Exercise objective:
Return nothing but the lines from the line containing "Where can the stone relief" through the last line of the records, reproduced exactly.

(Source data)
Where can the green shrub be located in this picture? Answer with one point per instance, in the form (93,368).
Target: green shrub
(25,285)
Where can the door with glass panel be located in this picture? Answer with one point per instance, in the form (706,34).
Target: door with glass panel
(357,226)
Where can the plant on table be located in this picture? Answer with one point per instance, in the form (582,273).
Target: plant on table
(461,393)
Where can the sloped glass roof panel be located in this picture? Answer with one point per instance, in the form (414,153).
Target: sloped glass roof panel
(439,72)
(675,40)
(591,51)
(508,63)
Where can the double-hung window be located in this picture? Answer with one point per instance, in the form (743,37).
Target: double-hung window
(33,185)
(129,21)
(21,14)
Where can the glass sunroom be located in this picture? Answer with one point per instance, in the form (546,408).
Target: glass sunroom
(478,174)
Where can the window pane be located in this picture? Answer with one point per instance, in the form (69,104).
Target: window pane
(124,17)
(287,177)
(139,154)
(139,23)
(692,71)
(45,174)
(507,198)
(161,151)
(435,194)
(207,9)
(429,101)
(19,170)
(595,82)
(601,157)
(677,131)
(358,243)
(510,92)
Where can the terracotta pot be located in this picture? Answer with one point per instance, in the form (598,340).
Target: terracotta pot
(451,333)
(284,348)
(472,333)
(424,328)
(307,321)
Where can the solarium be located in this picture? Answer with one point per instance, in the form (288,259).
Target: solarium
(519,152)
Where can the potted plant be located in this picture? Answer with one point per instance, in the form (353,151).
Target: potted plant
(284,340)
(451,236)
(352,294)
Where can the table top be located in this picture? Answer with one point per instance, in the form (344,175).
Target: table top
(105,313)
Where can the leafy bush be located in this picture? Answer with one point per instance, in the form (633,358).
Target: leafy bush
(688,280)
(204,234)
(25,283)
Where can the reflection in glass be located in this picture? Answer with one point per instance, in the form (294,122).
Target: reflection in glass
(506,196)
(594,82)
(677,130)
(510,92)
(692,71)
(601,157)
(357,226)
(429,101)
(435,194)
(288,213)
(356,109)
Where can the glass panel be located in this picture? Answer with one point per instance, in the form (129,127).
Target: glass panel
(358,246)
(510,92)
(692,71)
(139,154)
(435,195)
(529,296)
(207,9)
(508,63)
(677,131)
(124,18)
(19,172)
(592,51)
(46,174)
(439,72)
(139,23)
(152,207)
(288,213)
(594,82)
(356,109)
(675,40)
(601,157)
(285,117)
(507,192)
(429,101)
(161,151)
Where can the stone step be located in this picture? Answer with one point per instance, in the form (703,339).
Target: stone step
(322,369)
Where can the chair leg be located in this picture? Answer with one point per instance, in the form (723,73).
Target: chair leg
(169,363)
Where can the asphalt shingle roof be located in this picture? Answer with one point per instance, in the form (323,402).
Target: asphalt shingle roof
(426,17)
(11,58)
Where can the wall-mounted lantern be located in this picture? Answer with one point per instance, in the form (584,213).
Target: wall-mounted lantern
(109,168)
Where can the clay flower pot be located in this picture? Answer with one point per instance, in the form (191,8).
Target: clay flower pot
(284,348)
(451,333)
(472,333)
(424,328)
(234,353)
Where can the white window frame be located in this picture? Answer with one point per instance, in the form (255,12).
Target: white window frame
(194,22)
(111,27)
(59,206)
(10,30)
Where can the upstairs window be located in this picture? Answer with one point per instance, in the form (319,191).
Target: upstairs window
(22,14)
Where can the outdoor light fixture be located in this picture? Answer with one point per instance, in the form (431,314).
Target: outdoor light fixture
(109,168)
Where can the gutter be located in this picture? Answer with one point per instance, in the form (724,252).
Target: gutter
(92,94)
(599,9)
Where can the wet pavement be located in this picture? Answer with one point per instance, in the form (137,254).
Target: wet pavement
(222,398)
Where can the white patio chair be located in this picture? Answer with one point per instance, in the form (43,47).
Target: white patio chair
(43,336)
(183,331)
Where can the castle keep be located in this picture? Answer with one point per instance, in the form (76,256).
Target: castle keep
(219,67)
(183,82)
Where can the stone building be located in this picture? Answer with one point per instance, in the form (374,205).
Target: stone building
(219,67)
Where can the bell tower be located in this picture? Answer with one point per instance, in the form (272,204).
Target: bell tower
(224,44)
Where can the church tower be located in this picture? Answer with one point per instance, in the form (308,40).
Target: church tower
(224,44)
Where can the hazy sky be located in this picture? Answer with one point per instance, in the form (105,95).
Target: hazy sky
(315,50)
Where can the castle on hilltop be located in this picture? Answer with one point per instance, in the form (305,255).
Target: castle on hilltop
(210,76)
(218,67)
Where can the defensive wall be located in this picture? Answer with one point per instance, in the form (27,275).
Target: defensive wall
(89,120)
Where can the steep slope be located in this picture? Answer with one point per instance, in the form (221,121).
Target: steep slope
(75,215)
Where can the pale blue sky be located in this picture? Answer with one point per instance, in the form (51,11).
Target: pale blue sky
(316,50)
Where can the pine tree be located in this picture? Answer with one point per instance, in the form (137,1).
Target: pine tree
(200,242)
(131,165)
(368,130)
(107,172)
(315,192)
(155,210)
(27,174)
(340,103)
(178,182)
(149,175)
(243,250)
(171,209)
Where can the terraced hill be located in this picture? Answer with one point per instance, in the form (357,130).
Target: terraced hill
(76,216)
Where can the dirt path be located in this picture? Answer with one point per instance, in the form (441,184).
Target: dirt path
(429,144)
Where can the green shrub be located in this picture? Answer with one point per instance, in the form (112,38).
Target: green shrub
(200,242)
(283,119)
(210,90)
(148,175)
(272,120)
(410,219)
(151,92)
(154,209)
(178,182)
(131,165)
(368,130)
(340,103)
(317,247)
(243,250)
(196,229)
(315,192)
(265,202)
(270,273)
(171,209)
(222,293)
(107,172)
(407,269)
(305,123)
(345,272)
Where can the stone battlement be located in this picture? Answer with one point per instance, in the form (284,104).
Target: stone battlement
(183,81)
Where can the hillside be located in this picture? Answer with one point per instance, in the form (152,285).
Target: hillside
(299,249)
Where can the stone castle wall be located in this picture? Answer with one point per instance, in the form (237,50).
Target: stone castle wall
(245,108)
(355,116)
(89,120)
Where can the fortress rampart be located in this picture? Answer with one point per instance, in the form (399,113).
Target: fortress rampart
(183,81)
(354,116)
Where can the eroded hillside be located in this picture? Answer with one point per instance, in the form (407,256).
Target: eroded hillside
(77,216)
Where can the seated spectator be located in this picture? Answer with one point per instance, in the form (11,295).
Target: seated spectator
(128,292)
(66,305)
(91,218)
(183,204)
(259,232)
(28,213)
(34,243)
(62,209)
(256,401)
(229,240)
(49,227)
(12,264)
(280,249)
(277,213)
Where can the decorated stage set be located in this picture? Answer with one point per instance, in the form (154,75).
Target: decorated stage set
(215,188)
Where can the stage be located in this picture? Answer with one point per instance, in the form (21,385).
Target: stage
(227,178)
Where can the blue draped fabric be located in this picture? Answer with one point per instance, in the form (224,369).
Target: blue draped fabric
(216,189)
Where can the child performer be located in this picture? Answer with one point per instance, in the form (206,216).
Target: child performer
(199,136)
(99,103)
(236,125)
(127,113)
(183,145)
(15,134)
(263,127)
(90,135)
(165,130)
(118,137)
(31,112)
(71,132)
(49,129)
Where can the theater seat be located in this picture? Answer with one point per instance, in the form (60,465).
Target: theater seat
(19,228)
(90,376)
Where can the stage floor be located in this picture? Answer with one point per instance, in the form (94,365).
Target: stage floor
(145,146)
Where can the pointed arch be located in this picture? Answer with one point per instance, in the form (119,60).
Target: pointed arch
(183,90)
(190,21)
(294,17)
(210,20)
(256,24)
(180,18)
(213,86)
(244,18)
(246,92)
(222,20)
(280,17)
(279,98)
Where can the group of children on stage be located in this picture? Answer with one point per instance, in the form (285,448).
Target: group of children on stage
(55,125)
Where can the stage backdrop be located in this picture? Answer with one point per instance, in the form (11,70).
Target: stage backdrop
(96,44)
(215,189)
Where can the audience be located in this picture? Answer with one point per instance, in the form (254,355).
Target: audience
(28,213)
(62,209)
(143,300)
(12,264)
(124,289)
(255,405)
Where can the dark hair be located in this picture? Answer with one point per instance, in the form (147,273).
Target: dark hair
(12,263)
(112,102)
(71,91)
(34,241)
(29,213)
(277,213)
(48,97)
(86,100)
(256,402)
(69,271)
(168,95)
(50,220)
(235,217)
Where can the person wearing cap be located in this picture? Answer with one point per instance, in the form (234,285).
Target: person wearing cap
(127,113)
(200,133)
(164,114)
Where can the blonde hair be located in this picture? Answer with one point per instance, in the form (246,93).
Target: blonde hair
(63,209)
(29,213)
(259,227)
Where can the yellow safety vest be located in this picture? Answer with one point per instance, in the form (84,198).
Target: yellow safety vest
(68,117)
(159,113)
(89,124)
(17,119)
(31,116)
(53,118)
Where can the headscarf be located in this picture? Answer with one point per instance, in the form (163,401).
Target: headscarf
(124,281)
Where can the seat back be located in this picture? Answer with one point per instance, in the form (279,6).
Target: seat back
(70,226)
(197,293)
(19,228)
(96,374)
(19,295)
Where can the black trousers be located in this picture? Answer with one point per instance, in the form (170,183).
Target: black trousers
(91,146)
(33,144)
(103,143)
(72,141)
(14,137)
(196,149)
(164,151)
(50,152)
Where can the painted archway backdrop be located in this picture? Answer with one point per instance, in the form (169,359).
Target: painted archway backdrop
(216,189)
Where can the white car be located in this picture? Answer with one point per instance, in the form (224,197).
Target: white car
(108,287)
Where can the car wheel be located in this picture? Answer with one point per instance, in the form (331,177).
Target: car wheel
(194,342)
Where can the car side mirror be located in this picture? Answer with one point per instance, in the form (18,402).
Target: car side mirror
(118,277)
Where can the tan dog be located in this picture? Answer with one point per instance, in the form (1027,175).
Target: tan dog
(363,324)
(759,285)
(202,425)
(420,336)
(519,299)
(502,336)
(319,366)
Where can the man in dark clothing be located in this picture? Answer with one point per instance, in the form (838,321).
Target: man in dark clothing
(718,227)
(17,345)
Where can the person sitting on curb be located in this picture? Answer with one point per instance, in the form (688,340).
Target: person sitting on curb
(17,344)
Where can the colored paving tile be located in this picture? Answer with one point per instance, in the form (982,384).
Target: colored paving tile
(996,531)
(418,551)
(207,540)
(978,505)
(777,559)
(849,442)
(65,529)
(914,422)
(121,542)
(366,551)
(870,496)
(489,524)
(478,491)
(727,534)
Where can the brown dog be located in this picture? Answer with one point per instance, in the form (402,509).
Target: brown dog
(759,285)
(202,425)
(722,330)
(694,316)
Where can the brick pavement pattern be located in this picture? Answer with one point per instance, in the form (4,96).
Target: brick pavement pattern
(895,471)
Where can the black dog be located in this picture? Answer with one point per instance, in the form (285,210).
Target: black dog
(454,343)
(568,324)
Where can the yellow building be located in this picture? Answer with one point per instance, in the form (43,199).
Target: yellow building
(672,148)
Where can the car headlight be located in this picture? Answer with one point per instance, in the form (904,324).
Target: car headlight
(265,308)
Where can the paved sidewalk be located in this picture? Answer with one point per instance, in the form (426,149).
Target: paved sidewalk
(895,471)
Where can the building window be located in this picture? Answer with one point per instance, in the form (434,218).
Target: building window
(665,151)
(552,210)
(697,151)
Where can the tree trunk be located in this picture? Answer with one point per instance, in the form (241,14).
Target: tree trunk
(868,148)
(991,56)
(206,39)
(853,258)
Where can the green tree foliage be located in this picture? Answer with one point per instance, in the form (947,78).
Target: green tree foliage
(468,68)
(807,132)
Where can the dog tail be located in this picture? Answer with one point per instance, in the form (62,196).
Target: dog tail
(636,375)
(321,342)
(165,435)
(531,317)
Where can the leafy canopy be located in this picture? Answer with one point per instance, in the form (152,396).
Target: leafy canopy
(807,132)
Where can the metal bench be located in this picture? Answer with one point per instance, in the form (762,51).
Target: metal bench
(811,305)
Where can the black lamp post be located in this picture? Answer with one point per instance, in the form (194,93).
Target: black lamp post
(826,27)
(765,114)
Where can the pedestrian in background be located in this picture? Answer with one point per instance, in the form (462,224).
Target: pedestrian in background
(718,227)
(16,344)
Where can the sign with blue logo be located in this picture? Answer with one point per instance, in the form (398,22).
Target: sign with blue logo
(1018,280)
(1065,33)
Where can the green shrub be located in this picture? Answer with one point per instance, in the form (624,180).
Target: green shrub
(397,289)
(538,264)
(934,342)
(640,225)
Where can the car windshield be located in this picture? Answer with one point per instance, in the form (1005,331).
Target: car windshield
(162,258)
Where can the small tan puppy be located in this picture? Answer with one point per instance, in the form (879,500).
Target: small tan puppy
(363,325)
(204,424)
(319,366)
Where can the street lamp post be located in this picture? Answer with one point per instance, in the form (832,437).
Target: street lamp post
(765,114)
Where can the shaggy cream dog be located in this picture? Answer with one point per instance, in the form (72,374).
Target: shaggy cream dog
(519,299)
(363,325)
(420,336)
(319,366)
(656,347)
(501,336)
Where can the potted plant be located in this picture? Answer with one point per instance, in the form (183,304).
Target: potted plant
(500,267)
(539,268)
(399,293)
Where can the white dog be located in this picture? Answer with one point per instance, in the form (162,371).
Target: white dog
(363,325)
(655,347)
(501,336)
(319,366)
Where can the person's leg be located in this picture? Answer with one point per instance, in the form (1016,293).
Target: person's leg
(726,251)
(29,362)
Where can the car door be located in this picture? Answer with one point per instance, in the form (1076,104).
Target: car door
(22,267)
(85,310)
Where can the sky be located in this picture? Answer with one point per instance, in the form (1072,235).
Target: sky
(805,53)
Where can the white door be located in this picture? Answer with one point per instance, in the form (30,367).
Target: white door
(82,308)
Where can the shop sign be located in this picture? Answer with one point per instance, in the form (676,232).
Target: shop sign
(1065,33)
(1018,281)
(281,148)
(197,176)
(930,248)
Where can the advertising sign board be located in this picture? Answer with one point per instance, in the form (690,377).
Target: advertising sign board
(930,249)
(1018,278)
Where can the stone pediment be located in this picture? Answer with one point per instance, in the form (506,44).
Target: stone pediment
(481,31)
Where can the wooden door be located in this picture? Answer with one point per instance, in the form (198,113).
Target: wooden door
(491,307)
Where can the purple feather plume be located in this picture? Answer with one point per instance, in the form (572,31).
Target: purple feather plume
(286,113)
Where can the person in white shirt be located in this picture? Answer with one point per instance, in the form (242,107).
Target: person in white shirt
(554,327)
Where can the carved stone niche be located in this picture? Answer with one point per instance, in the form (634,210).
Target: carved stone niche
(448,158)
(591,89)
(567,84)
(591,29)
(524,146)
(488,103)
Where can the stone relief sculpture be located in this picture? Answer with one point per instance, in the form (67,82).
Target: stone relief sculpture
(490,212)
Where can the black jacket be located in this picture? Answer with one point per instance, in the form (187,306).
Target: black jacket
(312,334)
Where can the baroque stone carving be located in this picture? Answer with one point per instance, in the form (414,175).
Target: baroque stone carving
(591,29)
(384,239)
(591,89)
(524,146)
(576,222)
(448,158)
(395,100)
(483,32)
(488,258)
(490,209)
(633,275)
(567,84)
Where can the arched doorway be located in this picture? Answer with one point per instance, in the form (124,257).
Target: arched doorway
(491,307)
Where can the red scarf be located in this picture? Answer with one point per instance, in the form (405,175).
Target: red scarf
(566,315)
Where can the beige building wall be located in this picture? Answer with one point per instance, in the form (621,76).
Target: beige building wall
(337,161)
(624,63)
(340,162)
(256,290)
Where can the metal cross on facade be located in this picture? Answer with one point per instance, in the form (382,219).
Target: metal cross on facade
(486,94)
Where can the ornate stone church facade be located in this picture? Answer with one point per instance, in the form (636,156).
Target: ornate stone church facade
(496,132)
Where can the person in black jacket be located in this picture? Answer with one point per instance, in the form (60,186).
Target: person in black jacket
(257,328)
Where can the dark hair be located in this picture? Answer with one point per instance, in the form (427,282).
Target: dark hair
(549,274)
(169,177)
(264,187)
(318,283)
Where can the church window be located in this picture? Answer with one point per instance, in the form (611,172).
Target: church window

Result of the exercise:
Where can the stone relief sculpture be located in this picture? Answer with one point per instance, in the form (67,82).
Target: stone relief sculpture
(490,212)
Where can the black jacket be located in this picture? Answer with one point per instance, in the form (187,306).
Target: black jacket
(312,334)
Where can the baroque stone carving be located in this picture? Answer with one point per instance, in the form (414,175).
Target: baroque stone carving
(591,29)
(384,239)
(591,89)
(524,146)
(576,222)
(448,158)
(395,100)
(483,32)
(488,258)
(490,209)
(633,275)
(567,84)
Where can the arched doorway be located in this picture? Answer with one point per instance, in the form (124,257).
Target: arched doorway
(491,307)
Where can the red scarf be located in this picture? Answer with one point per instance, in the form (405,175).
Target: red scarf
(566,315)
Where can the beige building wall be located in this picture? Answer with one point per instance, in the form (621,76).
Target: beige building wall
(337,161)
(624,63)
(340,162)
(256,290)
Where can the metal cross on facade be located in this picture? Answer with one point per instance, in the form (382,219).
Target: metal cross on facade
(486,94)
Where can the ornate stone church facade be located in this picture? Answer with one point per instance, in the form (636,156).
Target: ornate stone church facade
(496,132)
Where can the person in black jacket be located in this picture? Answer with one point per instance, in the form (60,186).
Target: person in black jacket
(257,328)
Where can the dark hair be located in this picture? Answer with one point per instance, in the form (427,282).
Target: dark hair
(549,274)
(169,177)
(264,187)
(318,283)
Where can the church window be located in this picture? Answer with one point per instance, in the form (611,172).
Target: church window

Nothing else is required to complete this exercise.